### SHORT EXERCISE
Give every line from the start of the items through the line holding "x=119, y=287", inclusive, as a JSON list of strings, one string per line, with blank lines dropped. Leave the pictures out of the list.

-- BEGIN --

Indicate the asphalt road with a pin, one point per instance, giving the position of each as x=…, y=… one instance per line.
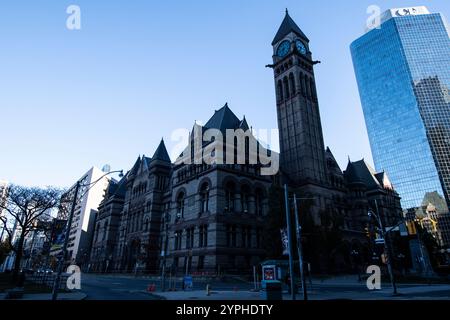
x=119, y=287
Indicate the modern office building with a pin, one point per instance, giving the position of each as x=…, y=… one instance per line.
x=89, y=199
x=3, y=194
x=403, y=73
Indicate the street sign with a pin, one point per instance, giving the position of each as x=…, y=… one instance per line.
x=188, y=283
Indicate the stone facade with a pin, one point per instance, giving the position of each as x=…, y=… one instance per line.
x=193, y=217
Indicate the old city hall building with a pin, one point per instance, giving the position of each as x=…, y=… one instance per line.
x=211, y=217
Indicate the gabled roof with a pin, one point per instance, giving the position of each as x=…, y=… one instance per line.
x=362, y=172
x=136, y=166
x=223, y=119
x=287, y=26
x=161, y=153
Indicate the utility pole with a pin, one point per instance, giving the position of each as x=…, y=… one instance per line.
x=166, y=238
x=288, y=223
x=300, y=249
x=63, y=256
x=387, y=248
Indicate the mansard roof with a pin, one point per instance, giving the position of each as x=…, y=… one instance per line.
x=287, y=26
x=223, y=119
x=161, y=153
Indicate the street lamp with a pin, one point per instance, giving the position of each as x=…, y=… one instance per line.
x=386, y=246
x=63, y=256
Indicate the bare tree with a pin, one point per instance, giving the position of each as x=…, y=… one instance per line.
x=27, y=206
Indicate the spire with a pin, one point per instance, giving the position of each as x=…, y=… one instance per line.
x=161, y=153
x=287, y=26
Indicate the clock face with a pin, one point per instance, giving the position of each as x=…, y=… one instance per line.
x=284, y=48
x=300, y=47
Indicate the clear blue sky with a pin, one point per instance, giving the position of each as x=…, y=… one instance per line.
x=140, y=69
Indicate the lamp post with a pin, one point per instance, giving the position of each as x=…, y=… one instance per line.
x=300, y=250
x=386, y=246
x=166, y=239
x=63, y=254
x=291, y=254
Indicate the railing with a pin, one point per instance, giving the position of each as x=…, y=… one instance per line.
x=47, y=279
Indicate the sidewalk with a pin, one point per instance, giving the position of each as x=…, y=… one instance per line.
x=48, y=296
x=406, y=293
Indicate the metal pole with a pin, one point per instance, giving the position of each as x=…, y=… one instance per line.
x=66, y=242
x=387, y=248
x=288, y=223
x=300, y=249
x=254, y=278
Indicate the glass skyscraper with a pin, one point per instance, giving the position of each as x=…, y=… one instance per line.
x=403, y=74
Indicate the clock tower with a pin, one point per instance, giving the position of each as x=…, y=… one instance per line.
x=302, y=156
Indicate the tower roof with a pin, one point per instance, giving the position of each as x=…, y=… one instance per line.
x=361, y=171
x=287, y=26
x=223, y=119
x=161, y=153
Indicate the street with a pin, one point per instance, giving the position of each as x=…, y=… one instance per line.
x=128, y=287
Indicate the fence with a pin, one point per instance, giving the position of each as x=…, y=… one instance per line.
x=48, y=279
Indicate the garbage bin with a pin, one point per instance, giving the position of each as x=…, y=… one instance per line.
x=272, y=290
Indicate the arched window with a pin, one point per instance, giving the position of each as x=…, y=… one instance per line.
x=313, y=90
x=303, y=81
x=230, y=197
x=259, y=202
x=280, y=90
x=292, y=83
x=98, y=232
x=180, y=205
x=286, y=87
x=105, y=230
x=245, y=198
x=204, y=198
x=308, y=87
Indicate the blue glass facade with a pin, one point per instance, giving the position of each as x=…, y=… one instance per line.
x=403, y=74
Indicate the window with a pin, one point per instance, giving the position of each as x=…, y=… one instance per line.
x=286, y=87
x=229, y=197
x=280, y=90
x=204, y=198
x=258, y=238
x=244, y=237
x=201, y=262
x=180, y=205
x=259, y=202
x=203, y=236
x=105, y=229
x=190, y=238
x=231, y=236
x=292, y=83
x=178, y=240
x=245, y=199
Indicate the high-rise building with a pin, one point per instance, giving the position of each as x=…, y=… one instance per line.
x=403, y=73
x=3, y=194
x=90, y=195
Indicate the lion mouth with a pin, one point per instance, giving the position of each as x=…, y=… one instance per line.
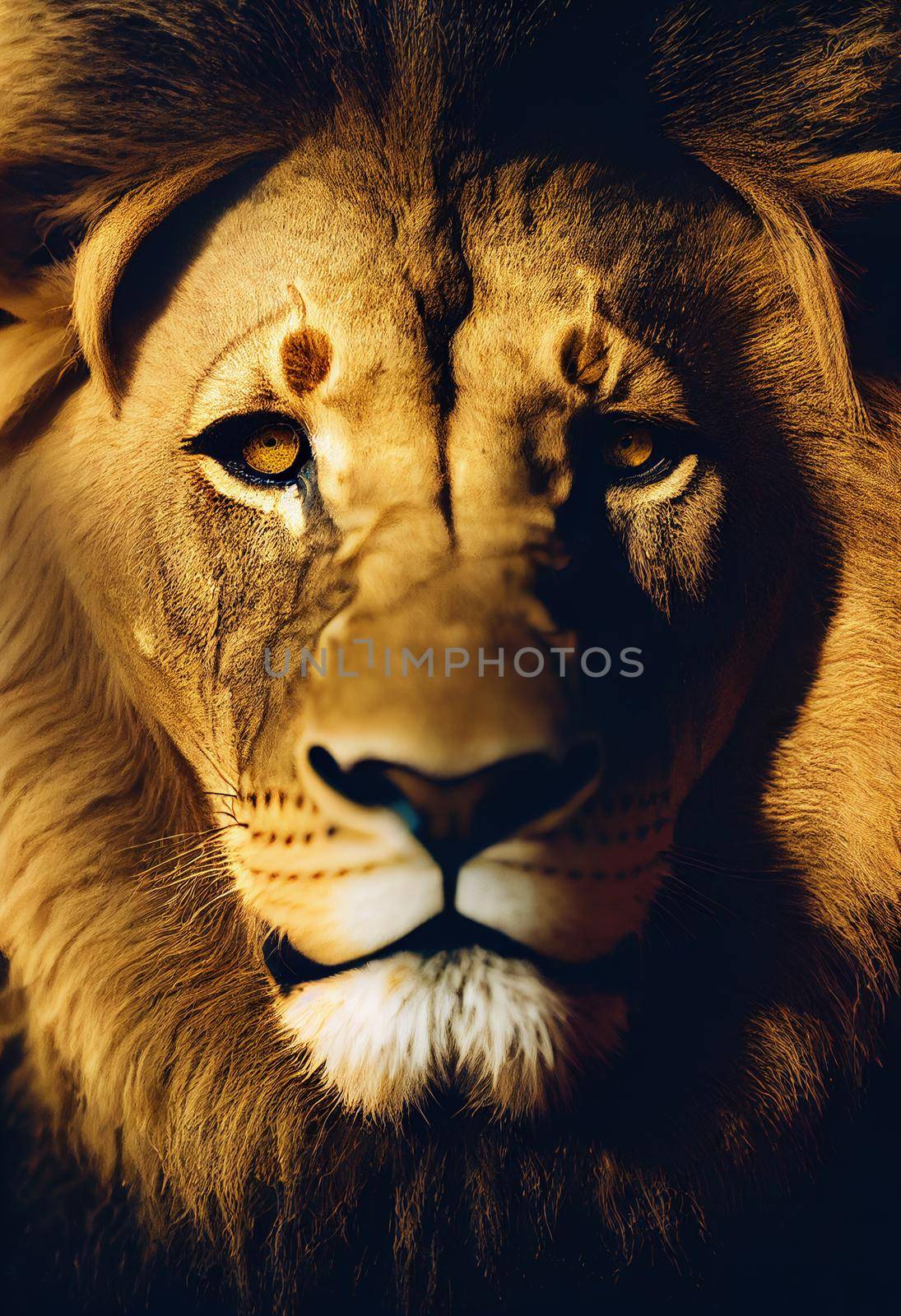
x=448, y=934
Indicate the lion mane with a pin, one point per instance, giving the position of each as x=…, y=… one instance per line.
x=160, y=1120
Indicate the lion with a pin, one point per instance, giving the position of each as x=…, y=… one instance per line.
x=449, y=666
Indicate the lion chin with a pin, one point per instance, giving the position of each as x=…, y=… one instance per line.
x=392, y=1033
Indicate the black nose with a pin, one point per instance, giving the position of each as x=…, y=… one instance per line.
x=455, y=818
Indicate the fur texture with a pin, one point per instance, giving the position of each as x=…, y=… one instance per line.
x=484, y=280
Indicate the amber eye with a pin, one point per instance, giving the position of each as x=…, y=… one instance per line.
x=630, y=449
x=272, y=451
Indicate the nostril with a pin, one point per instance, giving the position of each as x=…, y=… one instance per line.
x=364, y=783
x=455, y=818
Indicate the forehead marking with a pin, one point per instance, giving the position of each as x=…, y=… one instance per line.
x=306, y=359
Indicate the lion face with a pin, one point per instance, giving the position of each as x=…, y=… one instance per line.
x=432, y=569
x=448, y=683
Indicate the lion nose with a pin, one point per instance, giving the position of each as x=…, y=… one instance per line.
x=455, y=818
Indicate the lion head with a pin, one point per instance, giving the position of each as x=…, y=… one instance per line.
x=449, y=668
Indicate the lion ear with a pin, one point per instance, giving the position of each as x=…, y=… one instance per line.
x=105, y=254
x=37, y=350
x=854, y=203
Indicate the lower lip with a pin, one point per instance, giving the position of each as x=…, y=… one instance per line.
x=615, y=971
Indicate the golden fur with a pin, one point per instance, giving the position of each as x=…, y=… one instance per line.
x=300, y=208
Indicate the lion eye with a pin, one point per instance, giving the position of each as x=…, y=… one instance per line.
x=630, y=449
x=272, y=451
x=258, y=447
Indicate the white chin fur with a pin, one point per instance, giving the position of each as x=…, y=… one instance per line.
x=383, y=1036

-- END --

### SOLUTION TO THIS EXERCISE
[
  "Indicate the asphalt road with a pin, one point per instance, giving the position of each as x=…, y=… one instance per line.",
  "x=119, y=287"
]